**What is expected:** Copy every line of the records below word for word, leaving out the pictures.
====== Stored rows ======
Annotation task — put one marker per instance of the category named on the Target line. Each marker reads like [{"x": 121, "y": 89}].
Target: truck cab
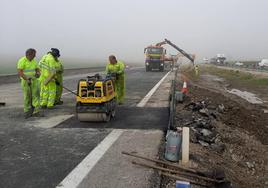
[{"x": 154, "y": 58}]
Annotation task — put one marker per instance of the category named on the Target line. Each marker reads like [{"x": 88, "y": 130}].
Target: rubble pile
[{"x": 200, "y": 117}]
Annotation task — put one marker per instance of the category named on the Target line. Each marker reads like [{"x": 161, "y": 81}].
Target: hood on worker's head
[{"x": 55, "y": 52}]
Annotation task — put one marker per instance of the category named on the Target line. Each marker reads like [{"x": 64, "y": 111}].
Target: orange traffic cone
[{"x": 184, "y": 89}]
======
**Solution for this exercise:**
Annotation task — put one marker per instance of the category named on the Target line. Each marker reads like [{"x": 121, "y": 89}].
Target: truck cab
[{"x": 154, "y": 58}]
Annotation task — put one marker per instance of the category named on the Target line. Each marker reads like [{"x": 88, "y": 130}].
Target: rubble pile
[{"x": 200, "y": 117}]
Annotation task — put one marker per instance of the category named on the Target line. Each marker reads like [{"x": 161, "y": 81}].
Target: hood on worker's head
[{"x": 55, "y": 52}]
Annotation task — put one marker per instance of the category named on the Target line. Each marker reads like [{"x": 64, "y": 111}].
Target: orange traffic cone
[{"x": 184, "y": 89}]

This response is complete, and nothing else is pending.